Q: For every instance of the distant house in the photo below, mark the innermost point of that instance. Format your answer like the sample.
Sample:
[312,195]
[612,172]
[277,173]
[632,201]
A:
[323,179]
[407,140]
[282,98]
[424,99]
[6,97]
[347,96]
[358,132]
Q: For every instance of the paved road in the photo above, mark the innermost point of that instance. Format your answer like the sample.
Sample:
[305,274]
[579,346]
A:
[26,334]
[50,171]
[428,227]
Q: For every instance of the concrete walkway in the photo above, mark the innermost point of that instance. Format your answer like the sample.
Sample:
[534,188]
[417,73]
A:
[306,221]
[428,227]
□ □ □
Copy out the records word for word, starting at the line that contains "Q: For every instance of the paved" and ending with the last line of the records.

Q: For every instance of the paved road in the photo above, mark the innermost point of that instance. Format your answer like the sample.
Sample:
[305,274]
[579,346]
A:
[26,334]
[50,171]
[428,227]
Q: For every instance of the concrete walkway in the photo above, mark the innermost point of that instance. Format your answer like the sample.
Sample:
[534,188]
[417,73]
A:
[306,221]
[428,227]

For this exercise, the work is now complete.